**DIRECTIONS**
Gather each line from the items below that contains the word "wood", and copy those lines.

**EXCERPTED DATA**
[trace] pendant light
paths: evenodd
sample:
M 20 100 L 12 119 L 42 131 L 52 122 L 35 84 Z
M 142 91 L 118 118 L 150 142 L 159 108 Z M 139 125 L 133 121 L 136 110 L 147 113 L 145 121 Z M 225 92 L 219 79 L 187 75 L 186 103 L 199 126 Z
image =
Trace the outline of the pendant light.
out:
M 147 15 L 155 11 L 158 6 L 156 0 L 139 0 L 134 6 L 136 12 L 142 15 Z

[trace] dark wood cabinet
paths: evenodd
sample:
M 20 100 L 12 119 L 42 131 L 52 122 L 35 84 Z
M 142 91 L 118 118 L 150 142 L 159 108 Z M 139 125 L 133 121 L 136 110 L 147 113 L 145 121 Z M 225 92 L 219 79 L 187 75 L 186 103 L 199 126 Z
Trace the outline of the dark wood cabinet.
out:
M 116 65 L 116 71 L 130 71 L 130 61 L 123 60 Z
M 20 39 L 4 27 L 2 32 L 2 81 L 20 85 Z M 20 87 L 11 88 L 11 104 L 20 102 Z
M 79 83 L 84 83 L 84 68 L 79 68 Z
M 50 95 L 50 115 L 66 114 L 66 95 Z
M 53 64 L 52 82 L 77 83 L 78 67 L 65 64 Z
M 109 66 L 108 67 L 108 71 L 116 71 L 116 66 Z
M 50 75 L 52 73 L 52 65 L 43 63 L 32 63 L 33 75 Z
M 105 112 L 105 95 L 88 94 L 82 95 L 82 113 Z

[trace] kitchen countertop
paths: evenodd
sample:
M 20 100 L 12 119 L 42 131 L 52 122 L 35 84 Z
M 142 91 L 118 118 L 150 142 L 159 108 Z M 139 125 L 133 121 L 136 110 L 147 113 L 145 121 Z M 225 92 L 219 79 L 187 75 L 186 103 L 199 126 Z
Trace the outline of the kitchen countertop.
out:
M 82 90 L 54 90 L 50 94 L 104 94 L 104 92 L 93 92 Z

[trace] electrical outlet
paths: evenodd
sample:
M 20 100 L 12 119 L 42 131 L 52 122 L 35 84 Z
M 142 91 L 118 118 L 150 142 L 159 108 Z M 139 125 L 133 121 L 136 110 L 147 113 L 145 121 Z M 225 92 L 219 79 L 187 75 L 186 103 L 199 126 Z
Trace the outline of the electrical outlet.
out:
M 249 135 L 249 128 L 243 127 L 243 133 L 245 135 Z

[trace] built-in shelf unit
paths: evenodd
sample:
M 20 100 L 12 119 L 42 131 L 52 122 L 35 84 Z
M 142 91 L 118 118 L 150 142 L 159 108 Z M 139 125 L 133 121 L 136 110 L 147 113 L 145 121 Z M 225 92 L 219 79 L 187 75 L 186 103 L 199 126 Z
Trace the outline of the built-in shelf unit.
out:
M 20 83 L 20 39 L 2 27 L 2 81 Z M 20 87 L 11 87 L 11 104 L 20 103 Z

**CORRECT ANSWER**
[trace] dark wood cabinet
Trace the outline of the dark wood cabinet.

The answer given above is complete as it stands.